Please retype every one of the entries below word for word, line by line, with no changes.

**** Task inputs

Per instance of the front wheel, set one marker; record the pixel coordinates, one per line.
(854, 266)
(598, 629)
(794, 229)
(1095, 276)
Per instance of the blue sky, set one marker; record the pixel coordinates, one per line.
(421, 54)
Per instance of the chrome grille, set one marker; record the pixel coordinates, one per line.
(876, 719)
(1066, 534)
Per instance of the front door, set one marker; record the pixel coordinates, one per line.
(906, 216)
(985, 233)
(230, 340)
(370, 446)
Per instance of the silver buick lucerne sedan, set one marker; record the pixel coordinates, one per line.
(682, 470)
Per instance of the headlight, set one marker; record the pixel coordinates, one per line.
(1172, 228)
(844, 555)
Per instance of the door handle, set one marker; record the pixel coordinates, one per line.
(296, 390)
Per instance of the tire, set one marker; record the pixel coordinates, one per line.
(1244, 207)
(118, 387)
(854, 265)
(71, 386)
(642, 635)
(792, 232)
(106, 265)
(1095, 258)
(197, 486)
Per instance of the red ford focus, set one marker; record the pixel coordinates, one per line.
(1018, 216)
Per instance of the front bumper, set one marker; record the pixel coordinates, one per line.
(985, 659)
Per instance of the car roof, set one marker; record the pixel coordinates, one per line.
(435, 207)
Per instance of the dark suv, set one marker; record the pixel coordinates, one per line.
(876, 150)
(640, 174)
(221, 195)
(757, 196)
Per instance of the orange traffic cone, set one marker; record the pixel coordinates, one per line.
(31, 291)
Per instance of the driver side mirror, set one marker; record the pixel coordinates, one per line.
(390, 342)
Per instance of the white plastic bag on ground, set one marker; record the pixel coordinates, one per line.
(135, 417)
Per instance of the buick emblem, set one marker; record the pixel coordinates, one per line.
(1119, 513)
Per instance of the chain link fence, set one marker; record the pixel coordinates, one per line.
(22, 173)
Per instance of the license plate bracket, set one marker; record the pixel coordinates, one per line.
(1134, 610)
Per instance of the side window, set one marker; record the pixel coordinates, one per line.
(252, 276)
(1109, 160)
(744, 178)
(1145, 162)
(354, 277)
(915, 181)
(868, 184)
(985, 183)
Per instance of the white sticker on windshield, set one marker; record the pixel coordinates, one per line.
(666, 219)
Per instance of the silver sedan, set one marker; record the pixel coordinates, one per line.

********

(Solved exercise):
Per instance of the front wheel, set one marker; record the pixel coordinates, one per line.
(854, 266)
(598, 629)
(794, 229)
(1095, 276)
Per instance of the blue sky, set one marker; record the pixel coordinates, one per line.
(421, 54)
Per instance of the chrome grille, set one marker; record the pixel coordinates, one per line.
(876, 719)
(1066, 534)
Per instance of the front door, set one marker; record the pixel coordinates, one per line.
(906, 216)
(985, 233)
(230, 340)
(370, 446)
Per instance of the silver buick lucerne sedan, set one marker; record the pixel coordinates, one per line.
(682, 470)
Per instance of the headlight, set one marker; record the pixel coordinates, one per line.
(1172, 228)
(844, 555)
Per instance of the door handle, set one marker; record the pixel coordinates, one per line.
(296, 390)
Per instance of the tire, set one marker; record the pixel coordinates, one per line.
(1244, 207)
(118, 387)
(854, 265)
(71, 386)
(642, 635)
(792, 232)
(106, 265)
(1095, 258)
(197, 486)
Per instance of the red ford focus, set one marker; record the pixel coordinates, one per line.
(1018, 216)
Per instance of the front bumper, set one marker; record the pixel coordinates, one per line.
(985, 659)
Per instance of the car roof, set one marker; record the pixel coordinates, one per line.
(435, 207)
Per instance of the dark suv, set one marker; record the pixel coordinates, one per line.
(876, 150)
(640, 174)
(221, 195)
(757, 196)
Per instance of the orange traffic cone, set one marker; record the pixel coordinates, one per line.
(31, 291)
Per instance of the driver side mirror, set one marker; record the pixel coordinates, one per line.
(390, 342)
Per instance of the white plastic bag on ground, set one marker; record the pixel coordinates, one per line.
(135, 417)
Per instance of the buick emblem, set one marker; record the pixel coordinates, one per line.
(1119, 513)
Per instance of the chain link fence, set one marker; record the pixel coordinates, one per line.
(22, 173)
Per instance of the license plate bracket, set one marker; record the pixel coordinates, one per line.
(1134, 610)
Per instance of the side window, set one marker; record the pixel coordinates, one per line.
(252, 276)
(1109, 160)
(744, 178)
(1145, 162)
(354, 277)
(915, 181)
(868, 184)
(985, 183)
Per instance of the white sticker on windshield, set one marker; record the pixel coordinates, one per line.
(666, 219)
Per instance of the silver sedan, set one marker; record the pixel coordinates, one per line.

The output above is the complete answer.